*THE TASK*. Reproduce the listing below with every "Please determine" switched to "Please check", keeping all other text unchanged.

*INFORMATION GIVEN*.
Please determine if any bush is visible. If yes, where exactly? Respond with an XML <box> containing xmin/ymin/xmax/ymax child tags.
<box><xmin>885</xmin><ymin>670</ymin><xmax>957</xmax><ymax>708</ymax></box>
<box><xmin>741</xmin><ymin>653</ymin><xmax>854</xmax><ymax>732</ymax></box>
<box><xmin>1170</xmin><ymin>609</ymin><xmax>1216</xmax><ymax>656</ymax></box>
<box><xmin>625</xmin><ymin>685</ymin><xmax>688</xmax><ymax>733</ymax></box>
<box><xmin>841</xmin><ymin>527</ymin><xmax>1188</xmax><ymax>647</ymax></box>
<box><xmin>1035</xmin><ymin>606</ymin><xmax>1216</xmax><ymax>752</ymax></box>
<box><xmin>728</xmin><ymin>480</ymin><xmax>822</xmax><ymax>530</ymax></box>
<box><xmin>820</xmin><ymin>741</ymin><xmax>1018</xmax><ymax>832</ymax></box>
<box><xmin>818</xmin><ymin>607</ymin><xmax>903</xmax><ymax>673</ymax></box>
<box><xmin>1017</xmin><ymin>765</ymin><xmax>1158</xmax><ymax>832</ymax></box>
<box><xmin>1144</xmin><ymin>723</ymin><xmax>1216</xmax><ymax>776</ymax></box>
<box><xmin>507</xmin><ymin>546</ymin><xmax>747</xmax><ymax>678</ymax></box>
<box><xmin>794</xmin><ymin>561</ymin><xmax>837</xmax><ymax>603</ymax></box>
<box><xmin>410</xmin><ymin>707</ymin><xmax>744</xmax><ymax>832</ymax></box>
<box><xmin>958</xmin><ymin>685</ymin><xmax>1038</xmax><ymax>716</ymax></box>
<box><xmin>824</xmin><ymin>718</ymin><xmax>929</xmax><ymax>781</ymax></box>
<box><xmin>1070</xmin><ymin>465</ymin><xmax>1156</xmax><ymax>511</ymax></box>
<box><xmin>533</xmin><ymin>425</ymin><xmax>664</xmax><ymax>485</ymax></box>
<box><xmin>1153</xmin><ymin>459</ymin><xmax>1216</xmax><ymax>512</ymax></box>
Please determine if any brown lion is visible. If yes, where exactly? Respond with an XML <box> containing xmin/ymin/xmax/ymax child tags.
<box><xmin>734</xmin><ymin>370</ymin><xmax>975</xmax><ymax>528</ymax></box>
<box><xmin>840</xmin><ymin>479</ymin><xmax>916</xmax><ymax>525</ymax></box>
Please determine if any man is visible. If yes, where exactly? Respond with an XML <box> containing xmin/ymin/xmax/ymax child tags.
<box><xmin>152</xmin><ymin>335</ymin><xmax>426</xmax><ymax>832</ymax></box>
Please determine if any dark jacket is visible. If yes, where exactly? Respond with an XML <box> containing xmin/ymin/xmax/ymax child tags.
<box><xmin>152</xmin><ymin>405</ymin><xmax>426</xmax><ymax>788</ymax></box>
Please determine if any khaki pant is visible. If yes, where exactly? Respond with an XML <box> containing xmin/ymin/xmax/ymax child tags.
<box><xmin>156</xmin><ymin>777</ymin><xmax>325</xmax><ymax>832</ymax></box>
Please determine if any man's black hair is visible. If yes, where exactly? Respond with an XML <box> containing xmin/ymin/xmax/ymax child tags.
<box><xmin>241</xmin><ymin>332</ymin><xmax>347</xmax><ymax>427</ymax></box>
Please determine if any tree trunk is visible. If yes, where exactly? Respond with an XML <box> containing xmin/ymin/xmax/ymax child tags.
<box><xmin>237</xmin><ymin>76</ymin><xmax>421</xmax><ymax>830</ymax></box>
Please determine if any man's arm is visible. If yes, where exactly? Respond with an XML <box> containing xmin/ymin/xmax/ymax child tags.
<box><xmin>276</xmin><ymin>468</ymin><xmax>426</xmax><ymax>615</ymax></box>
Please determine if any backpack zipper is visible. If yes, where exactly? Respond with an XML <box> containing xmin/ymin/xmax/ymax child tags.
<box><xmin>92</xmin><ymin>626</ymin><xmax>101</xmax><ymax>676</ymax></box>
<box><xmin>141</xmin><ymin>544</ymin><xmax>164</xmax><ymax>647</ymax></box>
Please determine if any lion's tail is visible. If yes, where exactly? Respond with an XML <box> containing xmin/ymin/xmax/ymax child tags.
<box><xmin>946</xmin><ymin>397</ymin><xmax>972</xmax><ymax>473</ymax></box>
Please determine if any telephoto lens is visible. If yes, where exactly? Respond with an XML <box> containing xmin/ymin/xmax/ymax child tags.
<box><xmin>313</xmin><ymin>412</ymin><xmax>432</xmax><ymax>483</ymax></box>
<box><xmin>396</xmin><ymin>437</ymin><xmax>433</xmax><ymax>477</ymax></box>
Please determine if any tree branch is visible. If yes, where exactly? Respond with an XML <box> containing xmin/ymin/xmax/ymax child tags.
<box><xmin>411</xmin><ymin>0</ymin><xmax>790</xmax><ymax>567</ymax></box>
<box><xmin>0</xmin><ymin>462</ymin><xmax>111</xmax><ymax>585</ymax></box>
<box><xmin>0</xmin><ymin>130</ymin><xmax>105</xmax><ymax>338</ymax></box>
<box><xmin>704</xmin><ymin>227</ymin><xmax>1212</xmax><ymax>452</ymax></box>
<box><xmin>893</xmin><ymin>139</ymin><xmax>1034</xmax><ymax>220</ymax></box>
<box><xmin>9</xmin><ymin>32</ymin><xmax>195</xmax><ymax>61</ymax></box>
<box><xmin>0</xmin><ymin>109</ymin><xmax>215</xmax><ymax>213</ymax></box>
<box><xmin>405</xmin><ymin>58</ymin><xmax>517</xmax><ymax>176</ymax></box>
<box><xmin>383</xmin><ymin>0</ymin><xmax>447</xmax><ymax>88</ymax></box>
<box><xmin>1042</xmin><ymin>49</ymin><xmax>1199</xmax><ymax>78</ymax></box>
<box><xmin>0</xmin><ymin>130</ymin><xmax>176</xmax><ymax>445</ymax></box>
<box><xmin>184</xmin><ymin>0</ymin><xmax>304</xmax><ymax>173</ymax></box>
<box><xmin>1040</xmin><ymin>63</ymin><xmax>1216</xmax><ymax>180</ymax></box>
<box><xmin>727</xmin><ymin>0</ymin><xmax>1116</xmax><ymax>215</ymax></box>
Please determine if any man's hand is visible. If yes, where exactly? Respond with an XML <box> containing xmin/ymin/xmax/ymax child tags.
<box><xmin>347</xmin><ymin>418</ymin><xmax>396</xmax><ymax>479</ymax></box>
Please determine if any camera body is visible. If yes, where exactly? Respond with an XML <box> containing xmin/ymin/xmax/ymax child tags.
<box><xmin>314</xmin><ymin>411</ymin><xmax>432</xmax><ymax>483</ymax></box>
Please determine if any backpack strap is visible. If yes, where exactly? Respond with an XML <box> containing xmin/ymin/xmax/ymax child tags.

*FULL RESPONSE*.
Please check if any bush is visible. If yes, where exactly? Respond with an XML <box> containing xmin/ymin/xmax/ymax child tags.
<box><xmin>885</xmin><ymin>670</ymin><xmax>957</xmax><ymax>708</ymax></box>
<box><xmin>741</xmin><ymin>653</ymin><xmax>854</xmax><ymax>732</ymax></box>
<box><xmin>1170</xmin><ymin>609</ymin><xmax>1216</xmax><ymax>656</ymax></box>
<box><xmin>625</xmin><ymin>685</ymin><xmax>688</xmax><ymax>733</ymax></box>
<box><xmin>841</xmin><ymin>527</ymin><xmax>1188</xmax><ymax>647</ymax></box>
<box><xmin>1035</xmin><ymin>606</ymin><xmax>1216</xmax><ymax>752</ymax></box>
<box><xmin>728</xmin><ymin>480</ymin><xmax>822</xmax><ymax>530</ymax></box>
<box><xmin>820</xmin><ymin>741</ymin><xmax>1018</xmax><ymax>832</ymax></box>
<box><xmin>818</xmin><ymin>607</ymin><xmax>903</xmax><ymax>673</ymax></box>
<box><xmin>1017</xmin><ymin>765</ymin><xmax>1158</xmax><ymax>832</ymax></box>
<box><xmin>1144</xmin><ymin>723</ymin><xmax>1216</xmax><ymax>776</ymax></box>
<box><xmin>507</xmin><ymin>546</ymin><xmax>747</xmax><ymax>678</ymax></box>
<box><xmin>794</xmin><ymin>561</ymin><xmax>837</xmax><ymax>603</ymax></box>
<box><xmin>410</xmin><ymin>707</ymin><xmax>744</xmax><ymax>832</ymax></box>
<box><xmin>958</xmin><ymin>685</ymin><xmax>1038</xmax><ymax>716</ymax></box>
<box><xmin>824</xmin><ymin>718</ymin><xmax>929</xmax><ymax>781</ymax></box>
<box><xmin>1070</xmin><ymin>465</ymin><xmax>1156</xmax><ymax>511</ymax></box>
<box><xmin>533</xmin><ymin>425</ymin><xmax>664</xmax><ymax>485</ymax></box>
<box><xmin>1153</xmin><ymin>459</ymin><xmax>1216</xmax><ymax>512</ymax></box>
Please check if any brown lion is visible. If yes, where exactly? Respond with an XML <box> containing xmin/ymin/xmax/ymax child tags.
<box><xmin>734</xmin><ymin>370</ymin><xmax>975</xmax><ymax>528</ymax></box>
<box><xmin>840</xmin><ymin>479</ymin><xmax>916</xmax><ymax>525</ymax></box>
Please check if any man is visible. If yes, where exactly? Respond with an XML <box> containing xmin/ymin/xmax/ymax child tags.
<box><xmin>152</xmin><ymin>335</ymin><xmax>426</xmax><ymax>832</ymax></box>
Please check if any dark jacket is visible. If yes, where exactly? Respond with an XML <box> containing xmin/ymin/xmax/ymax child tags.
<box><xmin>152</xmin><ymin>405</ymin><xmax>426</xmax><ymax>788</ymax></box>
Please check if any khaki pant is visible. If yes, where exactly? Respond with an XML <box> containing xmin/ymin/xmax/ymax child tags.
<box><xmin>156</xmin><ymin>777</ymin><xmax>325</xmax><ymax>832</ymax></box>
Please check if any man's black hair is visible. If yes, where exactly? Respond with an XML <box> containing xmin/ymin/xmax/ymax child tags.
<box><xmin>241</xmin><ymin>332</ymin><xmax>347</xmax><ymax>427</ymax></box>
Please check if any tree trunk is visible. If yes, where exactly? Respond with an XML <box> containing xmin/ymin/xmax/ymax child tags.
<box><xmin>237</xmin><ymin>76</ymin><xmax>421</xmax><ymax>830</ymax></box>
Please check if any man's arm is visible. If yes, where exactly? Respond with an XML <box> containing xmin/ymin/xmax/ymax child tags.
<box><xmin>276</xmin><ymin>468</ymin><xmax>426</xmax><ymax>615</ymax></box>
Please check if any backpack zipper is visible. If yes, where exactly? Respond with an XML <box> containing xmin/ymin/xmax/ymax child tags.
<box><xmin>92</xmin><ymin>626</ymin><xmax>101</xmax><ymax>676</ymax></box>
<box><xmin>141</xmin><ymin>544</ymin><xmax>164</xmax><ymax>647</ymax></box>
Please check if any lion's tail is visible. If yes, where exactly? Respond with an XML <box> containing xmin/ymin/xmax/ymax child tags.
<box><xmin>946</xmin><ymin>397</ymin><xmax>972</xmax><ymax>473</ymax></box>
Please check if any telephoto lens is visible. If yes, where exactly? Respond with an XML <box> containing xmin/ymin/xmax/ymax child tags.
<box><xmin>313</xmin><ymin>412</ymin><xmax>432</xmax><ymax>483</ymax></box>
<box><xmin>396</xmin><ymin>437</ymin><xmax>433</xmax><ymax>477</ymax></box>
Please check if any tree branch is visible. If yes, where exactly? Respond with an XML <box> containing xmin/ymin/xmax/ymax child tags.
<box><xmin>411</xmin><ymin>0</ymin><xmax>790</xmax><ymax>567</ymax></box>
<box><xmin>0</xmin><ymin>462</ymin><xmax>111</xmax><ymax>585</ymax></box>
<box><xmin>0</xmin><ymin>130</ymin><xmax>105</xmax><ymax>338</ymax></box>
<box><xmin>704</xmin><ymin>227</ymin><xmax>1212</xmax><ymax>452</ymax></box>
<box><xmin>893</xmin><ymin>139</ymin><xmax>1034</xmax><ymax>220</ymax></box>
<box><xmin>9</xmin><ymin>32</ymin><xmax>195</xmax><ymax>61</ymax></box>
<box><xmin>0</xmin><ymin>109</ymin><xmax>215</xmax><ymax>213</ymax></box>
<box><xmin>405</xmin><ymin>58</ymin><xmax>517</xmax><ymax>176</ymax></box>
<box><xmin>383</xmin><ymin>0</ymin><xmax>447</xmax><ymax>88</ymax></box>
<box><xmin>1042</xmin><ymin>49</ymin><xmax>1199</xmax><ymax>78</ymax></box>
<box><xmin>0</xmin><ymin>130</ymin><xmax>176</xmax><ymax>445</ymax></box>
<box><xmin>184</xmin><ymin>0</ymin><xmax>304</xmax><ymax>173</ymax></box>
<box><xmin>1040</xmin><ymin>63</ymin><xmax>1216</xmax><ymax>180</ymax></box>
<box><xmin>727</xmin><ymin>0</ymin><xmax>1116</xmax><ymax>215</ymax></box>
Please check if any man's hand is visible. If yes, where exactly? Respond with an XML <box> containing xmin/ymin/xmax/ymax child tags.
<box><xmin>347</xmin><ymin>418</ymin><xmax>396</xmax><ymax>479</ymax></box>
Please check if any camera body is visible. If yes, where exactly? Respond with an XML <box> containing xmin/ymin/xmax/ymax child tags.
<box><xmin>314</xmin><ymin>411</ymin><xmax>432</xmax><ymax>483</ymax></box>
Please check if any backpack strap is visible. If yes, where exactly? Respond with an XML <box> containing xmin/ymin/xmax/ymax child tags.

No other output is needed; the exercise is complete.